**TASK TO COMPLETE**
The answer must be a single number: how many lines of the entries below include "church".

DATA section start

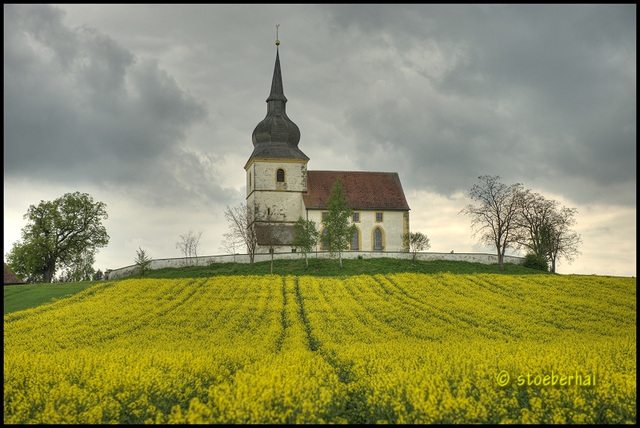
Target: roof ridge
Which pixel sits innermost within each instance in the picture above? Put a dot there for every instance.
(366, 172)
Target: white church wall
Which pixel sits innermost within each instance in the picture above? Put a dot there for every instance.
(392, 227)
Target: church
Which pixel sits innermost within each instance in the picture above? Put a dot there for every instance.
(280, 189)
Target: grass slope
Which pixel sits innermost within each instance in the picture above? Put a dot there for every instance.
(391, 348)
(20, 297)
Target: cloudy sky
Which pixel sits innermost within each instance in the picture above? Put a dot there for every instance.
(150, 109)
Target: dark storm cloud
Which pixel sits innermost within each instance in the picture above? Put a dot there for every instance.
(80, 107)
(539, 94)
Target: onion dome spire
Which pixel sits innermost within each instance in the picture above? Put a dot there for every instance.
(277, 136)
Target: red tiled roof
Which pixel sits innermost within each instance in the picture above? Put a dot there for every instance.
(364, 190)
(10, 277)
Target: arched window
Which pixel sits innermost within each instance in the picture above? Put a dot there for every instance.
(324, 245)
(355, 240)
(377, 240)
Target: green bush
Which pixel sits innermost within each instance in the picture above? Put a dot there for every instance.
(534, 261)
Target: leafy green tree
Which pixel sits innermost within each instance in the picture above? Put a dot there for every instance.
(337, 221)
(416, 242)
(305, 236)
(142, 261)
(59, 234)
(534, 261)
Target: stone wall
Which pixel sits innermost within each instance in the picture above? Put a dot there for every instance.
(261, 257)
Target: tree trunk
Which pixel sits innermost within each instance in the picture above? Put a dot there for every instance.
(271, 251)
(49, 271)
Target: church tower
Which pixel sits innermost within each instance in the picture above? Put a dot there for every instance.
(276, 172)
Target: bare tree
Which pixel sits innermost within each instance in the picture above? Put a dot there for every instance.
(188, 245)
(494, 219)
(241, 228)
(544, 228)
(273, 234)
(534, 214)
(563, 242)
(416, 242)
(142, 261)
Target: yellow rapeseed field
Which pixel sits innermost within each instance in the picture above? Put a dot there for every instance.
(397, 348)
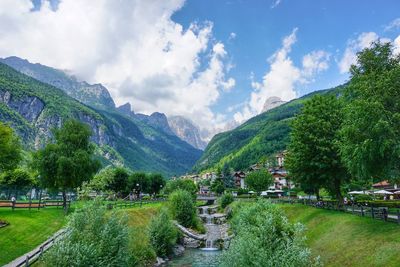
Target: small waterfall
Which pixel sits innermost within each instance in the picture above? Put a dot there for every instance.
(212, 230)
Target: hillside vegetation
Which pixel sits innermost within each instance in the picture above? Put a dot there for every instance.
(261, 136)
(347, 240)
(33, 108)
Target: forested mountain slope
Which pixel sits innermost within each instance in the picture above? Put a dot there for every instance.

DATA section end

**RESULT**
3